* START RECORDS FOR THE EXERCISE *
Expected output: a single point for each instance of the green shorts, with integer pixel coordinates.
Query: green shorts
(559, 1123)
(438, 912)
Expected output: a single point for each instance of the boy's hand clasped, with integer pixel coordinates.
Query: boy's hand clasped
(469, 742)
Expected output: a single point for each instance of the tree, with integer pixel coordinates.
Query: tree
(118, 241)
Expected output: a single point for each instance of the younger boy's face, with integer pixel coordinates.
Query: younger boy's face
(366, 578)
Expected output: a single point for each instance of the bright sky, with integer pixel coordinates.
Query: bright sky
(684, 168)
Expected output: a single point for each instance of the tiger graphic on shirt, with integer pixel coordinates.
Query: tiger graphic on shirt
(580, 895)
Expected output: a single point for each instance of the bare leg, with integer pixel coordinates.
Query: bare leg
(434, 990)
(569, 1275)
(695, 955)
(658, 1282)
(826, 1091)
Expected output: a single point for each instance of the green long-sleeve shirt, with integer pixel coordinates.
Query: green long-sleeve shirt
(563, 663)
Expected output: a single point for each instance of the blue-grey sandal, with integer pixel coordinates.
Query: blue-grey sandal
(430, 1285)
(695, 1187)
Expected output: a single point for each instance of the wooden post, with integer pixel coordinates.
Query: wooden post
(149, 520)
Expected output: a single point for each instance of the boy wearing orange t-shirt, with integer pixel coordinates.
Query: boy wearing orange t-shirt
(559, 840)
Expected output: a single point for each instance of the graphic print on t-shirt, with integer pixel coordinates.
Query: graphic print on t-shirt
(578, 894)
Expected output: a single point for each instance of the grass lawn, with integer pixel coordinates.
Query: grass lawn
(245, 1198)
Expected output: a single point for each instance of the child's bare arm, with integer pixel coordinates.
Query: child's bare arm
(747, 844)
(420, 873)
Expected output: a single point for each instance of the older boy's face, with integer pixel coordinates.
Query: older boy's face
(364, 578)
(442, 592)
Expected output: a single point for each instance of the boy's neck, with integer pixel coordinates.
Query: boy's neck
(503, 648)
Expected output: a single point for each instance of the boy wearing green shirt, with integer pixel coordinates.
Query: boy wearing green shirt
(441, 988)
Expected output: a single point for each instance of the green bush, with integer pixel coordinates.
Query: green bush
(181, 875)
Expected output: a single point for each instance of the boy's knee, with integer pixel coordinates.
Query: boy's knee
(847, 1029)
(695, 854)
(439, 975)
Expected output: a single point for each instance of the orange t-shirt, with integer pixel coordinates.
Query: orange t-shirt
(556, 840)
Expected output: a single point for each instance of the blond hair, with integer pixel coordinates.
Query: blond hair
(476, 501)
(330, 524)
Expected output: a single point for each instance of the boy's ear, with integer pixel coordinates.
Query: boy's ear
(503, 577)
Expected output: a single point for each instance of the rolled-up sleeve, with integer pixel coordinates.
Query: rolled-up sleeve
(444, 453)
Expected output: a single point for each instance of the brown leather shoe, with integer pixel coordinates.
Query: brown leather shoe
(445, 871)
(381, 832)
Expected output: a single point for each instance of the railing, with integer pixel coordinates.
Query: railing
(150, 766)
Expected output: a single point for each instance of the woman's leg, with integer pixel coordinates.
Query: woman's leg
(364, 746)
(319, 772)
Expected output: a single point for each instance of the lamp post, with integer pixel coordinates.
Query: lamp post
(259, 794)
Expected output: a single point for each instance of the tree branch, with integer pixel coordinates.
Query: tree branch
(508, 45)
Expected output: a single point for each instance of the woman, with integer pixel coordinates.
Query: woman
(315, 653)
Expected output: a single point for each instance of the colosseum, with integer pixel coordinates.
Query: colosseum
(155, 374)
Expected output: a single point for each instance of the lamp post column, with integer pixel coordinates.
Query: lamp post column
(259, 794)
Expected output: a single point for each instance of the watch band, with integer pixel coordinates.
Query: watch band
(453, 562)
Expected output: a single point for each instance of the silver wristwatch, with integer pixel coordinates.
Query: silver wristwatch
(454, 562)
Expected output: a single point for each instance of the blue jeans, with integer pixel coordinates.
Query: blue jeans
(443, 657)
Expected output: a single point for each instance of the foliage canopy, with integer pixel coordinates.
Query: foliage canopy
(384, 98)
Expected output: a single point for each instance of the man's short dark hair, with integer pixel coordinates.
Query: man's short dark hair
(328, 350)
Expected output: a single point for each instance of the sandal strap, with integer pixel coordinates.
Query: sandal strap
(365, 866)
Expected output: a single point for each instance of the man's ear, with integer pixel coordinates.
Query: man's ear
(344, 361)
* END RECORDS FOR THE EXERCISE *
> [WHAT TO WORK ON]: Convert every line of the items above into a JSON list of strings, with one string per line and blank lines omitted.

> [CORRECT OUTPUT]:
[
  "Expected output: a single point for each instance of the green shorts, with integer pixel coordinates.",
  "Query: green shorts",
  "(559, 1123)",
  "(438, 912)",
  "Expected output: a single point for each instance of the boy's hand clasped, with integer pixel coordinates.",
  "Query: boy's hand clasped",
  "(469, 742)",
  "Expected output: a single point for each instance of the tree, with integer pixel coordinates.",
  "Query: tree",
  "(118, 241)",
  "Expected output: a single point for each instance of the younger boy's face, with integer pixel coordinates.",
  "Query: younger boy's face",
  "(366, 578)",
  "Expected output: a single point for each instance of the bright sky, with integer pixel coordinates.",
  "Query: bright sky",
  "(684, 168)",
  "Expected output: a single point for each instance of the tiger graphic on shirt, with integer pixel coordinates.",
  "Query: tiger graphic on shirt",
  "(580, 895)",
  "Expected output: a single point for each instance of the bare leg, with integer pixel coordinates.",
  "Query: bare leg",
  "(434, 990)",
  "(569, 1275)",
  "(695, 955)",
  "(658, 1282)",
  "(826, 1091)",
  "Expected output: a single point for each instance of the green long-sleeve shirt, with integer pixel coordinates.",
  "Query: green long-sleeve shirt",
  "(563, 663)",
  "Expected output: a single point for each instance of the blue-grey sandal, with integer pixel coordinates.",
  "Query: blue-grey sandal",
  "(430, 1285)",
  "(695, 1187)",
  "Expected output: a single point for each instance of the wooden post, with integer pixel coordinates.",
  "Query: wooden post",
  "(149, 520)",
  "Expected output: a single point for each instance of the boy wearing orange t-shirt, with integer pixel coordinates.",
  "Query: boy wearing orange t-shirt",
  "(559, 840)",
  "Expected output: a single point for each instance of the graphic print on t-shirt, with integer pixel coordinates.",
  "Query: graphic print on t-shirt",
  "(578, 894)",
  "Expected output: a single point for each instance of the grass lawn, with integer pixel coordinates.",
  "Query: grass lawn",
  "(245, 1198)",
  "Expected output: a single point for each instance of the child's bare arm, with integer pixel coordinates.",
  "Query: child's bare arm",
  "(747, 844)",
  "(420, 873)",
  "Expected output: a single point for each instance of the older boy's face, with integer pixel coordinates.",
  "Query: older boy's face",
  "(364, 578)",
  "(442, 592)",
  "Expected output: a single point for each instance of the boy's neck, with integer pixel coordinates.",
  "Query: boy's neck",
  "(503, 648)",
  "Expected output: a single point for each instance of the boy wearing green shirt, with integer pixel coordinates.",
  "Query: boy wearing green shirt",
  "(441, 988)",
  "Expected output: a single point for each instance of the green bush, with integer pixel coordinates.",
  "Query: green bush",
  "(181, 875)",
  "Expected output: a single point for each instance of the boy's knee, with integer pixel coordinates.",
  "Query: boy's knee",
  "(847, 1029)",
  "(695, 854)",
  "(439, 975)",
  "Expected output: a single point for each instance of the orange t-shirt, with integer pixel coordinates.",
  "Query: orange t-shirt",
  "(556, 840)",
  "Expected output: a single point for each instance of the blond hair, with integer pixel coordinates.",
  "Query: blond hair",
  "(476, 501)",
  "(330, 524)",
  "Expected output: a single point for each instance of the boy's ear, with integer pixel coordinates.",
  "Query: boy's ear",
  "(503, 577)",
  "Expected output: a single point for each instance of the rolled-up sleeve, with integer pixel coordinates.",
  "Query: rolled-up sleeve",
  "(444, 453)",
  "Expected output: a single point for each instance of the brown leather shoe, with integer pixel coordinates.",
  "Query: brown leather shoe",
  "(445, 871)",
  "(381, 832)",
  "Expected output: a single point for each instance of the railing, with integer pixel coordinates.",
  "Query: railing",
  "(150, 766)",
  "Expected output: a single point for each instance of the woman's leg, with integer pixel coordinates.",
  "Query: woman's leg",
  "(364, 746)",
  "(319, 772)",
  "Expected output: a single point for each instance of the lamp post, with integer pixel coordinates.",
  "Query: lamp post",
  "(259, 794)",
  "Expected output: a single point for each instance of the tree branch, with integer pixel coordinates.",
  "Query: tree branch",
  "(508, 45)",
  "Expected output: a single point for each instance of the woman, with integer pixel coordinates.",
  "Query: woman",
  "(315, 653)",
  "Expected output: a single point for each instance of the colosseum, with integer pixel coordinates.",
  "Query: colosseum",
  "(155, 374)",
  "Expected output: a single point for each instance of the lamp post column, with integer pixel coordinates.",
  "Query: lamp post column",
  "(259, 794)",
  "Expected output: a single point for each instance of the watch band, with integer pixel coordinates.",
  "Query: watch band",
  "(453, 562)",
  "Expected output: a single point for each instance of the silver wristwatch, with integer pixel coordinates.",
  "Query: silver wristwatch",
  "(454, 562)",
  "Expected output: a single point for each instance of the blue jeans, with integer pixel coordinates.",
  "Query: blue jeans",
  "(443, 657)",
  "Expected output: a single point for each instance of the foliage canopy, with integer pixel coordinates.",
  "Query: foliage canopy",
  "(384, 98)",
  "Expected output: a single point for each instance of the man's short dark hair, with integer pixel coordinates.",
  "Query: man's short dark hair",
  "(328, 350)",
  "Expected output: a single point for each instance of the sandal strap, with integer pixel coordinates.",
  "Query: sandal strap",
  "(365, 866)",
  "Expected output: a single point for each instance of the man's ear, with integer pixel coordinates.",
  "Query: man's ear",
  "(344, 361)"
]